**Task prompt:** Identify every line in the data below that contains the string "carrot", and copy each such line.

**Contour annotation records:**
_ _ _ _ _

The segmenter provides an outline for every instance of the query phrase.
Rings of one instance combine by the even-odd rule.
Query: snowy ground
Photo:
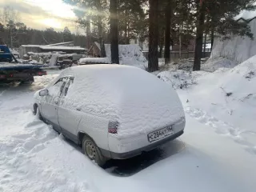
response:
[[[102,169],[32,114],[34,93],[58,73],[37,78],[33,86],[0,86],[0,191],[255,191],[254,122],[248,117],[242,126],[234,120],[239,114],[218,115],[226,98],[210,85],[218,86],[219,76],[199,73],[197,85],[178,89],[186,112],[180,138],[132,159],[110,161]],[[214,99],[211,94],[220,107],[210,107],[215,106],[208,101]]]

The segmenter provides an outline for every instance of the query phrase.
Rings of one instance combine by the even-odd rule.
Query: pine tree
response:
[[[65,26],[64,30],[63,30],[63,41],[64,42],[71,42],[72,41],[72,34],[67,26]]]
[[[119,64],[118,53],[118,1],[110,0],[110,47],[111,62]]]
[[[171,17],[172,17],[172,0],[166,1],[166,6],[165,9],[165,18],[166,18],[166,27],[165,27],[165,63],[170,62],[170,26],[171,26]]]
[[[158,70],[158,0],[149,0],[149,63],[148,70]]]
[[[205,0],[200,0],[200,5],[198,7],[198,25],[197,25],[197,34],[196,34],[196,39],[195,39],[194,60],[193,70],[200,70],[200,66],[201,66],[204,22],[205,22],[205,17],[206,17]]]

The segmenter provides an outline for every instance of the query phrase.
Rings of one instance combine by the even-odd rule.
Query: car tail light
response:
[[[47,72],[46,71],[38,71],[38,73],[37,73],[37,74],[38,75],[39,75],[39,76],[42,76],[42,75],[46,75],[47,74]]]
[[[118,134],[119,122],[109,122],[108,132],[110,134]]]

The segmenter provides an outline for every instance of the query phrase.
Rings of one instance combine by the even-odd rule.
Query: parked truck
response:
[[[8,46],[0,45],[0,83],[34,82],[34,76],[47,74],[44,65],[21,63],[10,51]]]

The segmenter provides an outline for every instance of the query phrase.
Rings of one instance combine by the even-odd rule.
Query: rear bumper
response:
[[[150,151],[152,150],[155,148],[157,148],[158,146],[172,141],[177,138],[178,138],[179,136],[181,136],[182,134],[184,133],[184,130],[182,130],[182,131],[178,132],[177,134],[174,134],[170,137],[167,137],[164,139],[162,139],[157,142],[154,142],[150,145],[148,145],[146,146],[142,147],[140,149],[137,149],[132,151],[129,151],[129,152],[126,152],[126,153],[114,153],[112,151],[109,151],[109,150],[106,150],[103,149],[100,149],[102,151],[102,154],[103,156],[106,157],[106,158],[114,158],[114,159],[126,159],[126,158],[133,158],[135,157],[137,155],[141,154],[142,152],[146,152],[146,151]]]

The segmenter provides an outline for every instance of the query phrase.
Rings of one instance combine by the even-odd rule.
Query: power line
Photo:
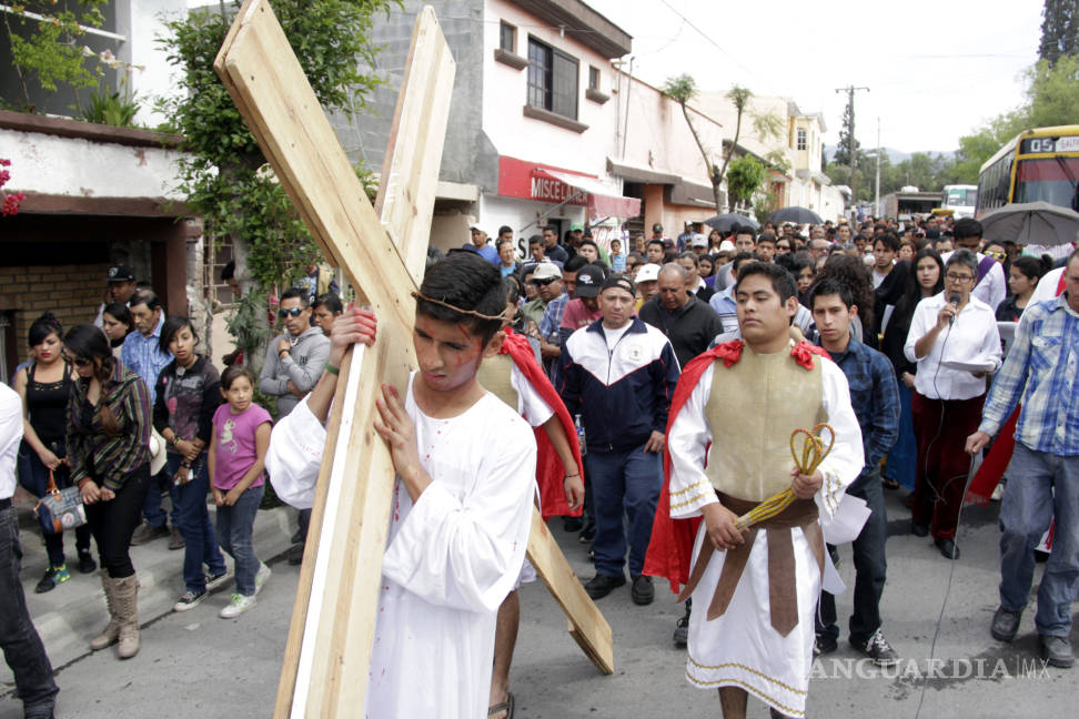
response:
[[[850,153],[850,202],[857,203],[858,201],[858,180],[855,175],[855,135],[854,135],[854,93],[859,90],[865,90],[869,92],[869,88],[856,88],[854,85],[847,85],[846,88],[836,88],[836,92],[847,93],[847,151]]]
[[[690,20],[690,19],[689,19],[689,18],[687,18],[686,16],[684,16],[684,14],[682,14],[682,12],[679,12],[679,11],[678,11],[678,9],[677,9],[677,8],[675,8],[675,7],[673,6],[673,4],[670,4],[669,2],[667,2],[667,0],[662,0],[662,2],[663,2],[663,4],[665,4],[665,6],[667,6],[667,9],[668,9],[668,10],[670,10],[670,12],[673,12],[673,13],[675,13],[676,16],[678,16],[679,18],[682,18],[682,21],[683,21],[683,22],[685,22],[685,23],[686,23],[687,26],[689,26],[690,28],[693,28],[693,29],[694,29],[694,31],[696,31],[696,33],[697,33],[698,36],[700,36],[702,38],[704,38],[704,39],[705,39],[705,41],[707,41],[707,42],[708,42],[708,44],[710,44],[710,45],[712,45],[712,47],[714,47],[714,48],[715,48],[716,50],[718,50],[719,52],[722,52],[723,54],[725,54],[725,55],[726,55],[727,58],[729,58],[732,62],[734,62],[734,63],[735,63],[736,65],[738,65],[739,68],[742,68],[742,69],[743,69],[743,70],[744,70],[744,71],[745,71],[746,73],[748,73],[748,74],[749,74],[750,77],[753,77],[753,78],[756,78],[756,79],[757,79],[758,81],[760,81],[760,77],[759,77],[759,75],[757,75],[757,74],[756,74],[756,73],[755,73],[755,72],[754,72],[753,70],[750,70],[750,69],[749,69],[749,68],[747,68],[746,65],[744,65],[744,64],[742,64],[740,62],[738,62],[738,58],[736,58],[736,57],[735,57],[735,55],[733,55],[732,53],[729,53],[729,52],[727,52],[727,51],[726,51],[726,50],[725,50],[725,49],[723,48],[723,45],[720,45],[720,44],[719,44],[718,42],[716,42],[715,40],[713,40],[713,39],[712,39],[712,37],[710,37],[710,36],[708,36],[707,33],[705,33],[705,31],[704,31],[704,30],[702,30],[702,29],[700,29],[700,28],[698,28],[698,27],[697,27],[696,24],[694,24],[694,22],[693,22],[693,20]],[[762,82],[762,84],[765,84],[765,83],[764,83],[764,82]],[[769,91],[770,91],[770,89],[769,89]],[[773,94],[779,94],[779,93],[773,93]]]

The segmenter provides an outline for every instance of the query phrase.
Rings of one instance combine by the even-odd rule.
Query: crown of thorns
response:
[[[434,297],[428,297],[427,295],[422,294],[420,292],[413,292],[412,293],[412,296],[415,297],[416,300],[423,300],[424,302],[430,302],[432,304],[442,305],[443,307],[446,307],[448,310],[453,310],[454,312],[457,312],[457,313],[461,313],[461,314],[467,314],[467,315],[472,315],[474,317],[480,317],[481,320],[491,320],[491,321],[494,321],[494,322],[501,322],[503,324],[510,322],[510,317],[508,317],[510,307],[508,306],[505,310],[503,310],[500,314],[496,314],[496,315],[485,315],[482,312],[476,312],[475,310],[465,310],[463,307],[458,307],[457,305],[452,305],[448,302],[444,302],[443,300],[435,300]]]

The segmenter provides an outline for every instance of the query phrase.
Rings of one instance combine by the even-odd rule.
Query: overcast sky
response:
[[[689,72],[703,90],[742,84],[823,112],[839,136],[846,93],[865,148],[958,148],[1022,101],[1038,58],[1042,0],[585,0],[633,36],[634,74]],[[685,20],[679,17],[685,17]],[[694,27],[696,29],[694,29]],[[700,34],[704,32],[707,39]]]
[[[188,0],[189,6],[208,0]],[[1043,0],[585,0],[633,36],[633,72],[662,85],[689,72],[823,112],[839,138],[846,93],[864,148],[950,151],[1022,101]],[[394,9],[393,11],[396,11]],[[702,32],[705,33],[704,37]]]

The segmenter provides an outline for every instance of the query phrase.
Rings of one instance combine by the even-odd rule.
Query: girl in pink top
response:
[[[218,540],[236,563],[236,591],[221,610],[231,619],[255,604],[255,595],[270,578],[270,567],[255,557],[251,543],[255,513],[265,492],[270,413],[252,402],[255,378],[233,365],[221,375],[226,404],[213,415],[209,468],[213,502],[218,505]]]

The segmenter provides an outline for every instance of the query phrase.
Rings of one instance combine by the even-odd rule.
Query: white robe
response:
[[[485,717],[495,616],[531,528],[535,437],[491,393],[435,419],[410,381],[405,409],[432,484],[413,504],[394,483],[364,716]],[[306,399],[274,427],[266,466],[284,502],[311,506],[325,436]]]
[[[821,363],[824,407],[827,422],[836,433],[835,446],[819,467],[824,484],[814,497],[821,521],[827,521],[838,508],[847,485],[858,477],[865,459],[861,429],[850,407],[847,378],[834,363],[820,357],[815,357],[815,361]],[[672,468],[670,516],[676,519],[700,516],[700,507],[718,502],[704,472],[708,443],[713,442],[712,428],[704,414],[712,393],[713,369],[714,365],[700,376],[667,438]],[[726,446],[723,437],[715,437],[710,450],[730,452],[737,448]],[[677,506],[675,497],[693,500]],[[694,561],[700,551],[704,535],[705,525],[702,523],[694,544]],[[813,616],[820,596],[820,573],[801,529],[791,529],[790,538],[795,554],[798,625],[786,637],[772,627],[768,538],[766,531],[758,531],[725,614],[712,621],[706,620],[725,553],[712,556],[707,570],[693,593],[686,679],[703,689],[738,687],[784,715],[801,717],[805,715],[813,668]]]

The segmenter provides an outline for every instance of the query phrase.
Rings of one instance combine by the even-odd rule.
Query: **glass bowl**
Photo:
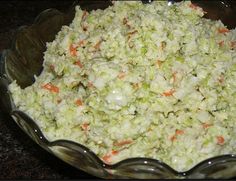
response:
[[[148,3],[149,1],[145,1]],[[170,5],[175,1],[167,1]],[[236,26],[236,3],[233,1],[192,1],[207,12],[206,18],[221,19],[228,28]],[[37,144],[61,160],[100,178],[233,178],[236,177],[236,155],[220,155],[204,160],[186,172],[178,172],[167,164],[150,158],[131,158],[108,165],[85,146],[68,140],[48,141],[39,127],[24,112],[17,110],[8,91],[16,80],[22,87],[34,82],[34,75],[42,71],[43,52],[50,42],[74,17],[74,6],[87,11],[104,9],[110,1],[79,1],[67,13],[47,9],[40,13],[31,26],[17,30],[10,49],[2,52],[0,61],[0,101],[4,110]]]

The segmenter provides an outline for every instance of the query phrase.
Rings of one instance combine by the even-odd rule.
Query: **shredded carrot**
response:
[[[219,28],[218,29],[218,33],[228,33],[229,32],[229,29],[227,29],[227,28]]]
[[[89,88],[94,88],[94,85],[91,81],[88,82],[88,85],[87,85]]]
[[[81,99],[77,99],[77,100],[75,101],[75,104],[76,104],[77,106],[82,106],[82,105],[83,105],[83,102],[81,101]]]
[[[96,50],[100,49],[100,45],[101,45],[101,43],[102,43],[101,40],[98,41],[98,42],[96,43],[96,45],[94,45],[94,48],[95,48]]]
[[[203,124],[202,124],[202,127],[203,127],[204,129],[207,129],[207,128],[211,127],[211,126],[213,126],[213,124],[209,124],[209,123],[203,123]]]
[[[225,142],[225,139],[223,136],[217,136],[216,139],[217,139],[217,144],[219,145],[223,145]]]
[[[166,42],[162,41],[161,42],[161,50],[163,50],[166,47]]]
[[[161,67],[161,65],[162,65],[162,61],[160,61],[160,60],[157,60],[157,61],[156,61],[156,65],[157,65],[157,67],[158,67],[158,68],[160,68],[160,67]]]
[[[174,81],[174,82],[176,82],[176,79],[177,79],[176,74],[177,74],[176,71],[172,73],[172,77],[173,77],[173,81]]]
[[[124,145],[131,144],[132,142],[133,140],[122,140],[122,141],[115,142],[114,146],[124,146]]]
[[[82,15],[81,21],[84,21],[87,15],[88,15],[88,12],[87,11],[83,11],[83,15]]]
[[[134,89],[138,89],[138,88],[140,88],[141,83],[134,83],[132,86]]]
[[[83,68],[82,63],[80,62],[80,60],[77,60],[75,63],[75,65],[78,65],[80,68]]]
[[[165,97],[169,97],[169,96],[173,96],[173,93],[175,92],[175,89],[170,89],[170,90],[167,90],[165,92],[163,92],[163,96]]]
[[[88,26],[83,25],[82,29],[83,29],[83,31],[87,31],[88,30]]]
[[[70,54],[72,56],[76,56],[77,55],[77,46],[76,45],[74,45],[74,44],[70,45]]]
[[[55,66],[54,65],[50,65],[49,68],[50,68],[51,71],[55,70]]]
[[[218,44],[220,47],[222,47],[222,46],[224,46],[224,41],[220,41]]]
[[[189,7],[194,9],[194,10],[197,10],[199,8],[196,4],[193,4],[193,3],[190,3]]]
[[[137,32],[138,32],[137,30],[134,30],[134,31],[128,32],[127,35],[133,35],[133,34],[135,34]]]
[[[220,75],[220,77],[218,78],[219,83],[223,84],[224,83],[224,76]]]
[[[170,137],[170,140],[171,140],[172,142],[175,141],[176,139],[177,139],[176,135],[173,135],[173,136]]]
[[[177,129],[177,130],[175,130],[175,134],[176,135],[181,135],[181,134],[184,134],[184,131]]]
[[[125,76],[126,76],[125,72],[120,72],[118,78],[123,79]]]
[[[236,41],[231,41],[230,42],[230,47],[235,48],[236,47]]]
[[[43,85],[42,88],[47,89],[50,92],[59,93],[59,88],[57,86],[53,85],[52,83],[47,83],[47,84]]]
[[[119,153],[119,151],[116,151],[116,150],[112,150],[110,153],[107,153],[106,155],[104,155],[103,157],[102,157],[102,160],[103,161],[105,161],[106,163],[110,163],[111,162],[111,157],[113,156],[113,155],[116,155],[116,154],[118,154]]]
[[[85,40],[80,40],[78,43],[79,46],[83,46],[84,44],[85,44]]]
[[[123,18],[123,24],[126,25],[128,22],[127,18]]]
[[[88,131],[89,130],[89,123],[83,123],[81,125],[81,128],[84,130],[84,131]]]

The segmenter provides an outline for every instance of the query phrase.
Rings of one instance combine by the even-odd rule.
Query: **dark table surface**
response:
[[[15,29],[29,25],[47,8],[67,10],[73,1],[5,0],[0,2],[0,52],[9,48]],[[1,95],[0,95],[1,96]],[[0,179],[92,179],[34,143],[0,109]]]

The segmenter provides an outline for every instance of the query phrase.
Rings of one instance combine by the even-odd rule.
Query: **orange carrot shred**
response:
[[[75,46],[73,44],[70,45],[70,54],[72,56],[76,56],[77,55],[77,46]]]
[[[123,141],[115,142],[114,146],[124,146],[124,145],[131,144],[132,142],[133,140],[123,140]]]
[[[88,124],[88,123],[83,123],[83,124],[81,125],[81,128],[82,128],[84,131],[88,131],[88,129],[89,129],[89,124]]]
[[[76,104],[77,106],[82,106],[82,105],[83,105],[83,102],[81,101],[81,99],[77,99],[77,100],[75,101],[75,104]]]
[[[231,41],[230,42],[230,47],[235,48],[236,47],[236,41]]]
[[[75,63],[75,65],[78,65],[80,68],[83,68],[82,63],[80,62],[80,60],[77,60]]]
[[[47,83],[42,86],[43,89],[47,89],[50,92],[59,93],[59,88],[51,83]]]
[[[176,140],[176,135],[171,136],[171,137],[170,137],[170,140],[171,140],[172,142],[175,141],[175,140]]]
[[[101,40],[98,41],[98,42],[96,43],[96,45],[94,45],[94,48],[95,48],[96,50],[98,50],[98,49],[100,48],[101,43],[102,43]]]
[[[218,44],[220,47],[222,47],[224,45],[224,41],[220,41]]]
[[[157,61],[156,61],[156,65],[158,66],[158,68],[160,68],[160,67],[161,67],[161,65],[162,65],[162,61],[160,61],[160,60],[157,60]]]
[[[216,139],[217,139],[217,144],[219,145],[223,145],[225,142],[225,139],[223,136],[217,136]]]
[[[197,8],[199,8],[197,5],[195,5],[195,4],[193,4],[193,3],[189,4],[189,7],[192,8],[192,9],[194,9],[194,10],[196,10]]]
[[[218,33],[228,33],[229,32],[229,29],[227,29],[227,28],[219,28],[218,29]]]
[[[118,154],[118,153],[119,153],[119,151],[117,151],[117,150],[112,150],[110,153],[107,153],[106,155],[104,155],[104,156],[102,157],[102,160],[105,161],[106,163],[110,163],[110,162],[111,162],[111,161],[110,161],[111,157],[112,157],[113,155]]]
[[[83,11],[83,15],[82,15],[81,21],[84,21],[84,20],[85,20],[87,14],[88,14],[87,11]]]
[[[123,79],[125,77],[125,72],[120,72],[119,75],[118,75],[118,78],[119,79]]]
[[[175,130],[175,134],[176,135],[181,135],[181,134],[184,134],[184,131],[177,129],[177,130]]]
[[[202,127],[203,127],[204,129],[207,129],[207,128],[211,127],[211,126],[213,126],[213,124],[209,124],[209,123],[203,123],[203,124],[202,124]]]

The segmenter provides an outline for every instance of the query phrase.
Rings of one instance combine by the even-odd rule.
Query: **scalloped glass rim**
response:
[[[173,2],[173,1],[171,1],[171,2]],[[74,5],[72,7],[74,7]],[[86,7],[86,3],[85,3],[85,7]],[[94,7],[91,6],[89,8],[93,9]],[[37,16],[34,24],[32,24],[29,27],[21,27],[18,29],[18,32],[22,31],[22,29],[24,29],[24,28],[25,28],[24,30],[27,30],[27,31],[32,27],[34,27],[34,28],[36,27],[36,29],[37,29],[37,26],[40,26],[41,23],[44,23],[45,21],[47,21],[48,17],[54,18],[54,16],[59,17],[59,19],[56,18],[56,20],[58,20],[59,22],[63,21],[63,22],[60,22],[61,24],[63,24],[63,23],[68,24],[71,20],[71,17],[72,17],[71,15],[73,15],[72,10],[70,10],[69,13],[67,13],[67,14],[63,14],[62,12],[59,12],[56,9],[48,9],[48,10],[43,11],[42,13],[40,13]],[[64,17],[64,19],[62,17]],[[34,32],[35,29],[34,30],[30,29],[30,31]],[[36,33],[38,33],[38,31]],[[40,37],[40,38],[41,38],[40,39],[40,41],[41,41],[43,39],[43,37]],[[52,40],[53,38],[50,37],[49,39]],[[46,38],[43,40],[45,41],[48,39]],[[44,45],[45,45],[45,42],[42,43],[42,46],[44,46]],[[42,51],[41,44],[38,47],[39,47],[40,51]],[[45,49],[43,49],[43,50],[45,50]],[[9,63],[9,61],[10,61],[9,57],[13,56],[12,52],[14,52],[14,51],[17,52],[16,55],[14,55],[14,56],[16,56],[18,59],[21,59],[22,52],[20,51],[20,44],[17,44],[17,35],[16,35],[15,40],[12,43],[11,49],[3,51],[1,61],[0,61],[0,75],[1,75],[0,93],[1,93],[1,95],[3,95],[1,97],[1,104],[3,104],[5,111],[7,111],[12,116],[12,118],[19,125],[19,127],[24,132],[26,132],[36,143],[38,143],[42,148],[44,148],[47,151],[51,152],[52,154],[56,155],[60,159],[71,164],[72,166],[75,166],[76,168],[79,168],[85,172],[88,172],[92,175],[95,175],[95,176],[101,177],[101,178],[208,178],[208,177],[211,178],[211,177],[215,177],[215,176],[214,175],[212,176],[211,173],[206,173],[204,175],[204,173],[201,173],[201,172],[207,172],[207,169],[209,169],[209,168],[212,169],[212,168],[215,168],[216,165],[223,164],[224,167],[219,167],[218,171],[221,170],[221,168],[222,168],[223,170],[226,170],[226,173],[228,173],[227,170],[230,170],[230,169],[225,167],[225,164],[227,165],[228,163],[233,163],[234,165],[236,165],[236,155],[234,155],[234,154],[220,155],[217,157],[212,157],[212,158],[206,159],[204,161],[201,161],[200,163],[198,163],[197,165],[192,167],[190,170],[185,171],[185,172],[178,172],[178,171],[174,170],[173,168],[171,168],[169,165],[165,164],[164,162],[161,162],[161,161],[155,160],[155,159],[151,159],[151,158],[130,158],[130,159],[125,159],[123,161],[120,161],[120,162],[113,164],[113,165],[108,165],[108,164],[104,163],[101,159],[99,159],[93,151],[91,151],[86,146],[81,145],[79,143],[72,142],[69,140],[56,140],[56,141],[51,141],[51,142],[48,141],[44,137],[43,133],[41,132],[39,127],[36,125],[34,120],[32,120],[25,113],[16,109],[14,102],[12,100],[12,97],[8,91],[8,85],[10,84],[10,82],[12,82],[14,80],[14,78],[11,76],[11,73],[9,73],[10,69],[7,67],[7,66],[9,66],[7,63]],[[23,58],[24,58],[24,55],[23,55]],[[42,62],[40,62],[40,63],[42,63]],[[26,64],[27,64],[27,62],[26,62]],[[38,71],[38,72],[36,71],[33,73],[39,73],[39,72],[40,71]],[[31,75],[32,75],[32,72],[31,72]],[[30,79],[27,81],[29,81],[29,82],[31,81],[31,83],[32,83],[33,80]],[[28,84],[30,84],[29,82],[28,82]],[[24,86],[26,86],[26,85],[27,84],[25,84]],[[56,147],[63,147],[63,148],[66,148],[67,151],[70,150],[71,152],[63,152],[63,151],[59,150],[58,153],[61,152],[61,154],[58,154],[56,151],[57,149],[54,149]],[[88,158],[88,161],[92,162],[93,166],[90,165],[90,167],[89,167],[86,165],[86,163],[76,164],[76,162],[73,161],[73,159],[68,158],[69,154],[67,154],[67,153],[70,153],[75,158],[78,155],[83,155],[85,158]],[[67,157],[65,155],[67,155]],[[78,160],[76,160],[76,161],[78,161]],[[91,167],[94,167],[94,168],[91,169]],[[230,177],[236,176],[236,167],[233,168],[233,171],[230,170],[230,173],[231,173],[231,175],[221,175],[220,178],[221,177],[229,177],[230,178]]]

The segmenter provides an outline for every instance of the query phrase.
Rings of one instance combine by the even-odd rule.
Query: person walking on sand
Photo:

_ _ _ _ _

**Completed task:**
Query: **shredded carrot**
Query: **orange carrot shred**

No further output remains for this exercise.